● Text shown
※

Iraq's Kurdistan Region is an autonomous region of northen Iraq. The political parties of Iraqi Kurdistan have ruled and administered the region under their territorial control since 1991, when the administration and military forces of the Government of Iraq withdrew from the north of the country and the region gained a de facto autonomy. Since 1992, the Kurdistan Regional Government has been established in Erbil. The President of Iraqi-Kurdistan is Massoud Barzani; the current Prime Minister is Nechirvan Barzani.

In the aftermath of the 2003 invasion, Iraq underwent a media boom: hundreds of new publications, television and radio stations sprang up across the country, and in the autonomous region of Kurdistan independent media flourished.

According to the latest official data released by the Kurdistan Journalists Syndicate and referred to 2010 (no further updates have been released in the last three years), since 2003 over 850 media outlets, including 415 newspapers and magazines, have been founded and some 5000 journalists are officially registered with the Journalists Syndicate.

The media landscape in Iraqi Kurdistan is evolving fast, and new media organisations continue to be formed. Groups can open new media outlets without any particular bureaucratic difficulties. Obtaining a print media license has been facilitated since 2007 after the adoption of the Law of Journalism in Kurdistan. Chapter II specifies the procedure to be followed: for TV stations and radio stations, a licence must be obtained from the Iraqi Ministry of Culture, acting in collaboration with the Ministry of the Interior and the Ministry of Communications. The cost of a licence is 500.000 dinars per year (303 euros) for a radio station, 1 million dinars per year (607 euros) for a local TV station and 7.5 million dinars (4.560 euros) per year for a satellite cable station.

※

● Material provided
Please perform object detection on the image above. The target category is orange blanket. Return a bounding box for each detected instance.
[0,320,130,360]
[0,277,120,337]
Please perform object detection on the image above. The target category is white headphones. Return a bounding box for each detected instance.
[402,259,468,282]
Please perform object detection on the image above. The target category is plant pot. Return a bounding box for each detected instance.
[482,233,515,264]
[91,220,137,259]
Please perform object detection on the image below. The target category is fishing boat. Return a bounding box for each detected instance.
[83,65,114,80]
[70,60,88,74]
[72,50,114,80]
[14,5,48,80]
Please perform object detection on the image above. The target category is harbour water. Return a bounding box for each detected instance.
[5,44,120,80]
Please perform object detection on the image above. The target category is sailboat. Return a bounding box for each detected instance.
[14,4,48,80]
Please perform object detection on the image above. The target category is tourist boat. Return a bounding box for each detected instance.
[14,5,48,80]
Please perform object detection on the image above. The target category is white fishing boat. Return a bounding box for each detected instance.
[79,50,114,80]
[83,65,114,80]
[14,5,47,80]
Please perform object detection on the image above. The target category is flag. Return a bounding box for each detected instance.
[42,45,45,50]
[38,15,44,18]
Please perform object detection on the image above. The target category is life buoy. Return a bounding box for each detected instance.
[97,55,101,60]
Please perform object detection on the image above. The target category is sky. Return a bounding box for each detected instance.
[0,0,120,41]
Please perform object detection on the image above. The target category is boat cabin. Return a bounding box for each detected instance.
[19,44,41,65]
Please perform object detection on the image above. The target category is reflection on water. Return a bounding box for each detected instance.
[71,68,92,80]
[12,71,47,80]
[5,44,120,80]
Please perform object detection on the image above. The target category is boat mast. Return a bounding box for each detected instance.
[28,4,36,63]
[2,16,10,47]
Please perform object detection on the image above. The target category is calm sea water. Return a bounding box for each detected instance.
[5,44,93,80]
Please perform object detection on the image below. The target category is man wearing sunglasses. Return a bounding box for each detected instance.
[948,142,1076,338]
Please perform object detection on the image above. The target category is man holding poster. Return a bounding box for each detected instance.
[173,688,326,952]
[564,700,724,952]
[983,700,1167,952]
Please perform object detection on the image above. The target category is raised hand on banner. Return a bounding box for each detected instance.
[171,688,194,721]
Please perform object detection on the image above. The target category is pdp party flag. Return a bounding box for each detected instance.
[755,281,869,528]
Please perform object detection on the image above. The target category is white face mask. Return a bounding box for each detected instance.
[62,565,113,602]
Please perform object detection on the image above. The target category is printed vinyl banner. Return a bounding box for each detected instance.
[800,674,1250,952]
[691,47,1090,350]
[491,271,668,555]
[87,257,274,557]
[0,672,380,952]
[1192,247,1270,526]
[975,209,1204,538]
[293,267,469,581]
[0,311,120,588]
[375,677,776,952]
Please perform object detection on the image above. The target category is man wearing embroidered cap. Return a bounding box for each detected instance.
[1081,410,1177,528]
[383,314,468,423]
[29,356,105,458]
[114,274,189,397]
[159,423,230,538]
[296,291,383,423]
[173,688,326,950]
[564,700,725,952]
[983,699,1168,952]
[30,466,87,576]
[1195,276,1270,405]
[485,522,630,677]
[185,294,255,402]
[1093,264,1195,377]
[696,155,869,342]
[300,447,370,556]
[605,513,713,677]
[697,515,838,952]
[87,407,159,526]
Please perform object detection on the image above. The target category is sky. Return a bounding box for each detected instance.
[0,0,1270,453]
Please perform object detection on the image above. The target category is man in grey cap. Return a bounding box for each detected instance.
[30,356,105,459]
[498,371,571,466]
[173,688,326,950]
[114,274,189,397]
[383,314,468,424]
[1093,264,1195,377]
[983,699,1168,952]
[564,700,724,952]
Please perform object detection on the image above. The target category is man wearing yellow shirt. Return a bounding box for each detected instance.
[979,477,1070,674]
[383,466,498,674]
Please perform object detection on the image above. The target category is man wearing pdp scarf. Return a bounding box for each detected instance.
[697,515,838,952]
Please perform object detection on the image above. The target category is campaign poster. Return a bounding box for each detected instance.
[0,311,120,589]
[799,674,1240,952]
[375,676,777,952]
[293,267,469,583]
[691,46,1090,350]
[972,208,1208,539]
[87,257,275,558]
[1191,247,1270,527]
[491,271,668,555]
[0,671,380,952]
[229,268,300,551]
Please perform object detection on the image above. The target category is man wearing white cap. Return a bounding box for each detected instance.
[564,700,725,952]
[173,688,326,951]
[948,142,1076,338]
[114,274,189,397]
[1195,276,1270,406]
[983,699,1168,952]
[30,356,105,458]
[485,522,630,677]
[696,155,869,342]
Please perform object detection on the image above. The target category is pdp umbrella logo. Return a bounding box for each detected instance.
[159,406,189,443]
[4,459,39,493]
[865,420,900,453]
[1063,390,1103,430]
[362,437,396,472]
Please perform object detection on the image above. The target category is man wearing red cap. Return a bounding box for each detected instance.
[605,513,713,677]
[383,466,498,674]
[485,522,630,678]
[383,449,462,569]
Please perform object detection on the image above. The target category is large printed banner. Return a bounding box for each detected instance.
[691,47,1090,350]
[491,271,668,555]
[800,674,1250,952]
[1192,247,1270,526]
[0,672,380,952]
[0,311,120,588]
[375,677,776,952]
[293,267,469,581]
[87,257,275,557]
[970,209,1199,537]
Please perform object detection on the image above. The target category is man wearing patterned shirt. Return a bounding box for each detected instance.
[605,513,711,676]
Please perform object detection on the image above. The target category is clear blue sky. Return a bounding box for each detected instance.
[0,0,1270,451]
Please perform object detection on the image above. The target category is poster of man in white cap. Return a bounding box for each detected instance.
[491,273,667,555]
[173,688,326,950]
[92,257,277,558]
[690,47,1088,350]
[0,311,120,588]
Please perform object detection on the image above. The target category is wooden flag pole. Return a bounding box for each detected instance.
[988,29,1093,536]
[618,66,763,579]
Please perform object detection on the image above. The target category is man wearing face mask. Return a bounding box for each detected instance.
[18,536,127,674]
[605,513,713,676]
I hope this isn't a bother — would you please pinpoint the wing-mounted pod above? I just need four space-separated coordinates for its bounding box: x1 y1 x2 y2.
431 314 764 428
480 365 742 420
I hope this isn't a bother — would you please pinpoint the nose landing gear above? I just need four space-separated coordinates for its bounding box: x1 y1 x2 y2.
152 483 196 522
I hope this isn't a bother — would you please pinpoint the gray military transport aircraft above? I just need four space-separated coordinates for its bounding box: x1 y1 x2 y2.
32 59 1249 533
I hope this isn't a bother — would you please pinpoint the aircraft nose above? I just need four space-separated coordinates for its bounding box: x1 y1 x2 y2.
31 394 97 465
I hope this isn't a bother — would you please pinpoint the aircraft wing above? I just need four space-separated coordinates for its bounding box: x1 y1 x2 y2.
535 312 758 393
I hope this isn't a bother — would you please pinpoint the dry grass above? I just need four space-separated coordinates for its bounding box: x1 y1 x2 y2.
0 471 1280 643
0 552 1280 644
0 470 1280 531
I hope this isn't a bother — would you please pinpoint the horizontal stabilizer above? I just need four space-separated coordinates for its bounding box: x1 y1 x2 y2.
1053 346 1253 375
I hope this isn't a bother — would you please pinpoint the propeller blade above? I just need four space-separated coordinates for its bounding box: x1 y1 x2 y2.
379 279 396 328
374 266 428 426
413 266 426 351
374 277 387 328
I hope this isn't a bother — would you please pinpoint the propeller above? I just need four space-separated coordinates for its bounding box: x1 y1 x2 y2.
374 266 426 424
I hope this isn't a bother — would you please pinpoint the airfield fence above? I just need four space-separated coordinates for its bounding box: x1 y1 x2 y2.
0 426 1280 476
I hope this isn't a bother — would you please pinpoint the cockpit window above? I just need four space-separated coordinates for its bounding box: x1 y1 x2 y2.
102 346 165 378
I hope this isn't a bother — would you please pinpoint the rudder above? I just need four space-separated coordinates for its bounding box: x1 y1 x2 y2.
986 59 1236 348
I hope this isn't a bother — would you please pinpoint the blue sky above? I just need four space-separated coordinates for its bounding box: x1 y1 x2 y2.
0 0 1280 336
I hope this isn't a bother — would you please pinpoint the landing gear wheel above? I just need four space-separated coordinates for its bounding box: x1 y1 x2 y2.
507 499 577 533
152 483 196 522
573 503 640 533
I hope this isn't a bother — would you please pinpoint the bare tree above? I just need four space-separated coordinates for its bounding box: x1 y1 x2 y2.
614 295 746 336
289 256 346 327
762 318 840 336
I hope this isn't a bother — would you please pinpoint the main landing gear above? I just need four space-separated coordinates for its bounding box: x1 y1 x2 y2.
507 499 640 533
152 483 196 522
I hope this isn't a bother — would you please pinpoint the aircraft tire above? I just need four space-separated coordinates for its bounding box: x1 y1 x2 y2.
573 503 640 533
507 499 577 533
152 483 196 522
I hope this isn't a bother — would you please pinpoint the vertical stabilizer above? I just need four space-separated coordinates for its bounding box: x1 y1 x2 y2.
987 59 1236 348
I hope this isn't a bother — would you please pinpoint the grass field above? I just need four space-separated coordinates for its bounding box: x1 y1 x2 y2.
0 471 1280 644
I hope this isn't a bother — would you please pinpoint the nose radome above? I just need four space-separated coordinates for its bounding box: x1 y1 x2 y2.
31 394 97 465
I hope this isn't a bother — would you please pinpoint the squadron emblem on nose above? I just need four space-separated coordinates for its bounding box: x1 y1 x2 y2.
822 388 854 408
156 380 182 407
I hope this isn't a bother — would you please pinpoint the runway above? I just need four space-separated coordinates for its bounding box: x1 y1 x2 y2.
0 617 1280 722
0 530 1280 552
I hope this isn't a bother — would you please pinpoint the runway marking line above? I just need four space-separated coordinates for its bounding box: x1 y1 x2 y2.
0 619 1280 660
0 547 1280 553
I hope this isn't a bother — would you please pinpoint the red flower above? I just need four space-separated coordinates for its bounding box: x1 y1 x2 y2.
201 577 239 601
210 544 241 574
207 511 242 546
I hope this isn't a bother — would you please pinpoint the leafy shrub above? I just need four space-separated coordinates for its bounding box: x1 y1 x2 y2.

※

● Task set
a – Copy the passage on media in Iraqi Kurdistan word for word, starting with "Iraq's Kurdistan Region" and going on through "is Nechirvan Barzani.".
b – Answer these questions using the passage on media in Iraqi Kurdistan:
(i) Since what year has the Kurdistan Regional Government been established in Erbil?
(ii) How many newspapers and magazines are counted among the media outlets founded since 2003?
(iii) What does a licence for a local TV station cost per year?
c – Extend the passage on media in Iraqi Kurdistan, picking up after its last sentence.

● Results
a –
Iraq's Kurdistan Region is an autonomous region of northen Iraq. The political parties of Iraqi Kurdistan have ruled and administered the region under their territorial control since 1991, when the administration and military forces of the Government of Iraq withdrew from the north of the country and the region gained a de facto autonomy. Since 1992, the Kurdistan Regional Government has been established in Erbil. The President of Iraqi-Kurdistan is Massoud Barzani; the current Prime Minister is Nechirvan Barzani.

b –
(i) 1992
(ii) 415
(iii) 1 million dinars (607 euros)

c –
In the last few years, a growing number of journalists from all around the world has been moving to Iraqi-Kurdistan to work as freelance journalists, or as correspondents for Western broadcasters, or as staff-members of the increasing number of new publications, television and radio stations which are widespreading in the region.

Sofia Barbarani is a young Italian journalist. She lives in Erbil, the capital of the autonomous region of Kurdistan, and at the moment she is working both as a journalist for BasNews, a local news agency, and as a freelance journalist.

EPOS has interviewed this talented woman: she has talked about her career, her experience as a journalist here in Kurdistan, also pointing out her opinion about the status quo of journalism in the region.

Nicolamaria Coppola: Dear Sofia, first of all thank you for graciously accepting our interview. Could you please introduce yourself?

Sofia Barbarani: I am Italian, raised in several countries and educated in the United Kingdom. Following an MA in Middle East and Mediterranean Studies (King’s College) my interest in Kurdistan grew. I then went on to do an MA in International Journalism (City University London) which I finished in July. I combined the two interests and decided to move to the Kurdistan Region. While my interest is primarily Kurdistan, my academic focus is on Zionism and Jewish-Israeli identity. The concept of a stateless people, and the construction of a nation state, has always fascinated me.

NC: What is your experience as a journalist in Kurdistan? How long have you been working here?

SB: I was in Erbil in April 2013 for a month, working for local media outlet "Rudaw". Once I completed my MA in London, I moved back to the region, and have been here since 8 October freelancing and working for local news agency, "BasNews".

Kurdistan is an ideal destination for journalists, and the number of freelancers passing by is increasing. It has a fascinating and troubled past, it is undergoing big changes, and it neighbours what is arguably one of the more complex modern day conflicts. My experience has been largely positive. Kurdish media is still growing and has a long road ahead, and Kurds are fully aware of this.

I do not think it is realistic to expect a state that has undergone decades of oppression and genocide to waltz into democracy. As a freelancer I have been greatly helped by BasNews and the contacts they have provided me with, working with locals gives you a great insight into their media. There are not many international journalists based in Erbil, and all I have ever experienced is a lot of helping hands and potential competition going out of their way to help you out. It is very different to other cities.

NC: What does “doing journalism in Kurdistan” for a young foreign woman like you mean?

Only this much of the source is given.